▸ **Goal**
Collect each line of the data below that contains the string "tank", and copy those lines out. Treat uppercase and lowercase letters as distinct when matching.

▸ **Records to use**
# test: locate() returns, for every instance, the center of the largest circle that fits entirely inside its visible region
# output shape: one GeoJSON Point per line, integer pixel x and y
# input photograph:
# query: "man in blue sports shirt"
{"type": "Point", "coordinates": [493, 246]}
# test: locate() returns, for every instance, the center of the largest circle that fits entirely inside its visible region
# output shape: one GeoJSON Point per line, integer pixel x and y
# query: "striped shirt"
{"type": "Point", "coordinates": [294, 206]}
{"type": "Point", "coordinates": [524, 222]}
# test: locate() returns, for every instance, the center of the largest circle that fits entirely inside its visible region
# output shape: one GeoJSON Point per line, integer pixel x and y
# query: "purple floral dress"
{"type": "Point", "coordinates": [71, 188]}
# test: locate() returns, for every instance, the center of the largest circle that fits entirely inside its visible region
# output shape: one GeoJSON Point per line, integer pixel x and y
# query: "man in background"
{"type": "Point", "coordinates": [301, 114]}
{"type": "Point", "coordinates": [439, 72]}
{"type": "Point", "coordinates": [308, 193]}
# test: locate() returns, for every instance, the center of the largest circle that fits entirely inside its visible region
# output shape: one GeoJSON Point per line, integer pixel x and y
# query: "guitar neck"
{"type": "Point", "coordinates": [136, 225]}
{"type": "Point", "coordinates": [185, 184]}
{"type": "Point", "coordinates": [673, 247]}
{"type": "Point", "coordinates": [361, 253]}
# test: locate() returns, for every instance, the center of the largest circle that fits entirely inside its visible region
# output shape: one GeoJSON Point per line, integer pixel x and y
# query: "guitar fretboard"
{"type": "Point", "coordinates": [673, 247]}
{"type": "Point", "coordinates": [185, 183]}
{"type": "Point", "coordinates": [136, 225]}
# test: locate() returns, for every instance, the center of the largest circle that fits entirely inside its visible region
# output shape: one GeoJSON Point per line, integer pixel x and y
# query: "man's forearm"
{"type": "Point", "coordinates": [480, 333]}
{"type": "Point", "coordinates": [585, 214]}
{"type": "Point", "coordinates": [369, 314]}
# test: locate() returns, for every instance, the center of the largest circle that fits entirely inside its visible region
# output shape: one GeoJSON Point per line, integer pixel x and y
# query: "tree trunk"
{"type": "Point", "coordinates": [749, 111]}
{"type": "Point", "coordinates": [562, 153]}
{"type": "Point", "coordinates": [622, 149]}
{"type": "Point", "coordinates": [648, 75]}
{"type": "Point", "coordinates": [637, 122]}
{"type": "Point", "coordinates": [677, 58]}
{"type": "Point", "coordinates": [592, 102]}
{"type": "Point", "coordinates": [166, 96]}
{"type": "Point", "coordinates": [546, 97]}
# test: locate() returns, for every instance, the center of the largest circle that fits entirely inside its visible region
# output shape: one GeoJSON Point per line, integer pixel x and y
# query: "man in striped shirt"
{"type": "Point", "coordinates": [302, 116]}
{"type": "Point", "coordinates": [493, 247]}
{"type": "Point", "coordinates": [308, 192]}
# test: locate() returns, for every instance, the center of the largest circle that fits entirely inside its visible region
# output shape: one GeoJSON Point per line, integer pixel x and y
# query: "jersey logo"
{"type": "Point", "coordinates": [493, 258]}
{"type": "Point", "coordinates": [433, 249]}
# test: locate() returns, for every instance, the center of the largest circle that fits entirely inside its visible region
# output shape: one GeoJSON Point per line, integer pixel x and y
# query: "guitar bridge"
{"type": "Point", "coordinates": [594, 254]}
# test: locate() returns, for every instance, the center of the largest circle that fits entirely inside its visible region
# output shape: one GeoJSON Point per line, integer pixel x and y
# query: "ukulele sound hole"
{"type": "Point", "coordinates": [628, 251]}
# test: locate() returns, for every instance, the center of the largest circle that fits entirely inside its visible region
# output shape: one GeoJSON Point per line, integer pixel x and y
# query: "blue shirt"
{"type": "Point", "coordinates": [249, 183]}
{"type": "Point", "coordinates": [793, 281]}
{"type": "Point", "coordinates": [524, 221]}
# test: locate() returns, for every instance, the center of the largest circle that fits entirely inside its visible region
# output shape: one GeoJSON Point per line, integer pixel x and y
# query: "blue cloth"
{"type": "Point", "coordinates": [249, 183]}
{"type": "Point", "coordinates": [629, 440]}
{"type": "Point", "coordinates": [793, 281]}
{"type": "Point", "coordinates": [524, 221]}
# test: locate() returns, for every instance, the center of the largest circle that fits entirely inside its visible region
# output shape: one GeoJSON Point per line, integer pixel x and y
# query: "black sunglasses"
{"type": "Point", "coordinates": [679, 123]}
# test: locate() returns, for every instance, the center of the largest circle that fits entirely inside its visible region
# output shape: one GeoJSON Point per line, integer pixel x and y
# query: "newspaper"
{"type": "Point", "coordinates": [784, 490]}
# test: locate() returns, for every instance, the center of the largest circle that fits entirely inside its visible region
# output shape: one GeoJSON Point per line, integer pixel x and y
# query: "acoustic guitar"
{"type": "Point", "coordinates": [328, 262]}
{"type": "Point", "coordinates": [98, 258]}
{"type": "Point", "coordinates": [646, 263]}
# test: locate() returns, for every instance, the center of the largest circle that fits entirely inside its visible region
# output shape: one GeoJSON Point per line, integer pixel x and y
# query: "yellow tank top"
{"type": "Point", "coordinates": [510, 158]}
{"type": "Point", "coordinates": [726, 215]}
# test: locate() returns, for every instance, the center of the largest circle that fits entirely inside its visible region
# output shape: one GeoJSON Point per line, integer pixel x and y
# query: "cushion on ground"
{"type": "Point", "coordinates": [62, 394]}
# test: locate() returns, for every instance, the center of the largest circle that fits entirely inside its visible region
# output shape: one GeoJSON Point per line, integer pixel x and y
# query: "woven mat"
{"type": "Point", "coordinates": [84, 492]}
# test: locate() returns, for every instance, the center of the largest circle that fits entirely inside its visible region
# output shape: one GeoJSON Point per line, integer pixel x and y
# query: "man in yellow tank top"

▸ **Answer to this exercise**
# query: "yellow tank top"
# query: "man in yellow tank top"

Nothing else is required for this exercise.